◆ **DATA SHOWN**:
'''
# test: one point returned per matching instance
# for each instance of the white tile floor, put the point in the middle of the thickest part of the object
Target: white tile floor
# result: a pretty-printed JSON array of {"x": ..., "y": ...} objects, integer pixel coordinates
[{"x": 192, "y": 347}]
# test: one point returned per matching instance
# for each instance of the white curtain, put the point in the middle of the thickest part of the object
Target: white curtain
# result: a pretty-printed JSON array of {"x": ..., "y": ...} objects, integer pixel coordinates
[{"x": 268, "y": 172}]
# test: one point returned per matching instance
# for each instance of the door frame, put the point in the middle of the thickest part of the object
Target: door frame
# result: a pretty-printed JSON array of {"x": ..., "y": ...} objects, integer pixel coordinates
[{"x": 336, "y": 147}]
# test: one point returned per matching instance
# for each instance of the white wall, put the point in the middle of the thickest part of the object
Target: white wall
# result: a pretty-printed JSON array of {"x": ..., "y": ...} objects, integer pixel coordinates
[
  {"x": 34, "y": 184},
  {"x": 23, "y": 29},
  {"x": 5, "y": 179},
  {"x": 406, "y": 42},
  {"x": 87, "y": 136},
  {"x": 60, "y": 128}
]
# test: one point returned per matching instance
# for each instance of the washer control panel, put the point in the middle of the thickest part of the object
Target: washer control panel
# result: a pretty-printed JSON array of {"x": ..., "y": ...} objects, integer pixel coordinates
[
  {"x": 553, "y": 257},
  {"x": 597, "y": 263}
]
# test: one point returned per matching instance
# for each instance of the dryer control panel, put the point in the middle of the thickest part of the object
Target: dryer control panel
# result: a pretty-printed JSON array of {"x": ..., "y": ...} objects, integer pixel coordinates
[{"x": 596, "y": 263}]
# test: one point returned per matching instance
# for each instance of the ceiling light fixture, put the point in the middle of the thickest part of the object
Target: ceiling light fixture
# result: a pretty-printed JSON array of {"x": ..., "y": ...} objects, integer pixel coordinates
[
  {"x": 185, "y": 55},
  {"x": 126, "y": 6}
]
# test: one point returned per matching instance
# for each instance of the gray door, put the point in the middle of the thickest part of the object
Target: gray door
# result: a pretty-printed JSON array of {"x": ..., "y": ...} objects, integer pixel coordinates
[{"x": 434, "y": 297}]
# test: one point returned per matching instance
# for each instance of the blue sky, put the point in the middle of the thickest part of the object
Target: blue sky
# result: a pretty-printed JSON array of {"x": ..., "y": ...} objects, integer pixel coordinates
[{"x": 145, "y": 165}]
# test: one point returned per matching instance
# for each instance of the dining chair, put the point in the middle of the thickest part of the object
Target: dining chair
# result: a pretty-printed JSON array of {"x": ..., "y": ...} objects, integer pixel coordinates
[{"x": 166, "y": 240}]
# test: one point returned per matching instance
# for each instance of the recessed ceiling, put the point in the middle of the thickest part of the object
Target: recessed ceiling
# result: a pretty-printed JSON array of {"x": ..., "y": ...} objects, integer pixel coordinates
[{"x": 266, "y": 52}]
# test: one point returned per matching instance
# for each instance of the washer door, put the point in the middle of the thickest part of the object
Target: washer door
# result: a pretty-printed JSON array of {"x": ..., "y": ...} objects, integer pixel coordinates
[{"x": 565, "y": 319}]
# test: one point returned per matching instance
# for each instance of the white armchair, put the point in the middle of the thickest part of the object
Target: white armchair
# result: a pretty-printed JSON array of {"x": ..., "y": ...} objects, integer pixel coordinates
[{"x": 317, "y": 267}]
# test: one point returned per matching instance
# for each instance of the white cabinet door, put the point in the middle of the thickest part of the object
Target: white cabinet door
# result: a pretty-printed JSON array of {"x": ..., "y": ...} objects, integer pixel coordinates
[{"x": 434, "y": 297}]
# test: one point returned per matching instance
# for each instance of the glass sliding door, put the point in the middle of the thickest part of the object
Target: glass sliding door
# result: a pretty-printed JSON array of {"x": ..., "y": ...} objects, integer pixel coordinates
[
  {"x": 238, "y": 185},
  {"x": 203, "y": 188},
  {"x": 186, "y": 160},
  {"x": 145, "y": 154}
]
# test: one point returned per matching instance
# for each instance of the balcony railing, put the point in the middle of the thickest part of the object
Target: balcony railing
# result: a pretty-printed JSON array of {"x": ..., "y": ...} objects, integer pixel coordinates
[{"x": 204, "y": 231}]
'''
◆ **DIRECTIVE**:
Find every line in the records above that contains the word "frame", and copy each of those lines in full.

◆ **THE OUTPUT**:
# for each instance of the door frame, put the point in the middle of the thickest part of the object
Target: door frame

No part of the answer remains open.